> **Exercice proposé A**
Recopiez à l'identique les lignes de la liste, depuis la ligne contenant « Please pick out the stainless steel refrigerator » jusqu'à la dernière ligne de cette liste incluse.

Nous ne savons pas encore où ce système
et son guide actuel, les USA, vont nous mener
à partir de là. Mais je pense
qu'il est moins probable qu'en 1990 (voir
le Libéria par exemple) que les USA
et les Nations Unies interviennent dans les
situations de génocide.
Aztag
: Comment en êtes-vous venu à
vous intéresser au Génocide
arménien, et de quelles façons
se sont développées vos recherches
sur le Génocide arménien ?
Norman
Naimark :
J'en avais entendu parler par des amis arméniens
et j'avais été très troublé
par la nature contradictoire des revendications
arméniennes d'une part et les protestations
turques d'autre part. La littérature
universitaire sur le génocide va croissant
- des personnes comme Vahakn Dadrian, Richard
Hovanissian, Taner Aksam, et Ronald G. Suny,
y ont contribué d'une façon
importante, mais c'est loin d'être aussi
solide et développé que celle
sur l'Holocauste. En conséquence, j'ai
voulu étudier les documents moi-même,
un moyen de comprendre par moi-même
ce qui était arrivé. Plus j'ai
de l'ancienneté en tant qu'historien,
plus je désire voir les documents moi-même
afin de juger les problèmes controversés.
Aztag
: Donc, dans "Fires of Hatred" vous
dites que " le concept de génocide
ne s'applique pas parfaitement au cas arménien"
du fait que les Arméniens de Constantinople
et de Smyrne sont restés intacts à
cause de la présence d'observateurs
étrangers dans ces villes, que certains
Arméniens se sont convertis à
l'Islam et que quelques officiels turcs ignoraient
les ordres, etc. Heureusement pour les Arméniens,
certains de ces faits sont des "lacunes"
dans le plan d'extermination d'une race entière
; est-ce que ces lacunes diminuent le
caractère génocidaire d'un génocide,
et le rendent moins "parfait" ?
Norman
Naimark : Ce que j'ai essayé
de dire dans le livre est que tout d'abord,
nous n'avons pas toute la documentation dont
nous disposons pour l'Holocauste. Car l'intentionnalité
est si critique pour la détermination
d'un génocide, qu'il serait plus facile
pour nous si nous avions davantage de documents
turcs prouvant l'intention de tuer tous les
Arméniens. De même, le génocide
cherche à détruire toute une
nation. Les Arméniens, comme vous le
savez avaient quelquefois la possibilité
de se convertir, de se sauver dans les montagnes,
de séjourner en certains lieux, de
survivre en tant que Protestants ou Catholiques,
etc. Je ne pense pas que ce soit un génocide
parfait ou imparfait. Mais conceptuellement,
le cas arménien ne s'applique pas nettement
à notre idée du génocide.
Je pense que c'était un génocide,
comme vous le savez d'après mon livre.
Mais ce n'est pas le même cas que celui
d' Hitler et des Juifs.

> **Exercice proposé B**
Reproduisez fidèlement le passage de l'entretien ci-dessus allant de « Nous ne savons » jusqu'à « situations de génocide. » inclus.

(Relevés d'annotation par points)
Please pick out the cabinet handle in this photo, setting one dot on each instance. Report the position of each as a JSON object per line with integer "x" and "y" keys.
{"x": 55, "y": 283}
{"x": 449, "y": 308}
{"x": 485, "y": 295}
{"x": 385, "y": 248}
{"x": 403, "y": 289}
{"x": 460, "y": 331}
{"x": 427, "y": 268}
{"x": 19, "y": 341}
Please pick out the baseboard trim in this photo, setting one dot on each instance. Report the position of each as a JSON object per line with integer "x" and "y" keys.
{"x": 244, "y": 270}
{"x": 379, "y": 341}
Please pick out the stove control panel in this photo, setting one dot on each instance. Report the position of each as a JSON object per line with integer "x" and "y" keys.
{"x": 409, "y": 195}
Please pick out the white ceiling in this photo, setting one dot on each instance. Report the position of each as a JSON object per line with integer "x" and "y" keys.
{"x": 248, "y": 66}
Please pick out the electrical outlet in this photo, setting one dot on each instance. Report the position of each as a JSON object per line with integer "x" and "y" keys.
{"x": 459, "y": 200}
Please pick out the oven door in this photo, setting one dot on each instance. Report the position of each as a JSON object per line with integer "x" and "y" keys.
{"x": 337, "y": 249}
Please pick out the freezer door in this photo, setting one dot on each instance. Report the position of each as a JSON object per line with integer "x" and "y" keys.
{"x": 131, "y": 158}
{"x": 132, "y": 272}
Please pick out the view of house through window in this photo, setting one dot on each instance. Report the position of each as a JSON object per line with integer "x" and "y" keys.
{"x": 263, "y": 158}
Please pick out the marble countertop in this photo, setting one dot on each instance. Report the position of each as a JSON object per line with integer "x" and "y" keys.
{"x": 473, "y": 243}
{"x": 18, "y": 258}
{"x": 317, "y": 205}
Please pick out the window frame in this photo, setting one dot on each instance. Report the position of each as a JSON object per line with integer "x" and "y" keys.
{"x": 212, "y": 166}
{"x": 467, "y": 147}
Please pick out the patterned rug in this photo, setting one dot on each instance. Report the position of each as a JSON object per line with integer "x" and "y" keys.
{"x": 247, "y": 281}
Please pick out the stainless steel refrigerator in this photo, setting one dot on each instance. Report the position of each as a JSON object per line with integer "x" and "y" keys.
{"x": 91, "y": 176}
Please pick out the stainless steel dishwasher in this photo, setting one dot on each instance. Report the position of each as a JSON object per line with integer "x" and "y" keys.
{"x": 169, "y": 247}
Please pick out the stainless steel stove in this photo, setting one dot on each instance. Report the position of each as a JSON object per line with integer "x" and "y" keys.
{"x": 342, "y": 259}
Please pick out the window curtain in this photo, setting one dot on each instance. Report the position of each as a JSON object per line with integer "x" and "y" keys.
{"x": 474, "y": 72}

> **Corrigé A**
Please pick out the stainless steel refrigerator in this photo, setting one dot on each instance. Report the position of each as a JSON object per line with integer "x" and "y" keys.
{"x": 91, "y": 176}
Please pick out the stainless steel dishwasher in this photo, setting one dot on each instance. Report the position of each as a JSON object per line with integer "x" and "y" keys.
{"x": 169, "y": 247}
Please pick out the stainless steel stove in this photo, setting one dot on each instance. Report the position of each as a JSON object per line with integer "x" and "y" keys.
{"x": 342, "y": 259}
Please pick out the window curtain in this photo, setting one dot on each instance. Report the position of each as a JSON object per line with integer "x" and "y" keys.
{"x": 474, "y": 72}

> **Corrigé B**
Nous ne savons pas encore où ce système
et son guide actuel, les USA, vont nous mener
à partir de là. Mais je pense
qu'il est moins probable qu'en 1990 (voir
le Libéria par exemple) que les USA
et les Nations Unies interviennent dans les
situations de génocide.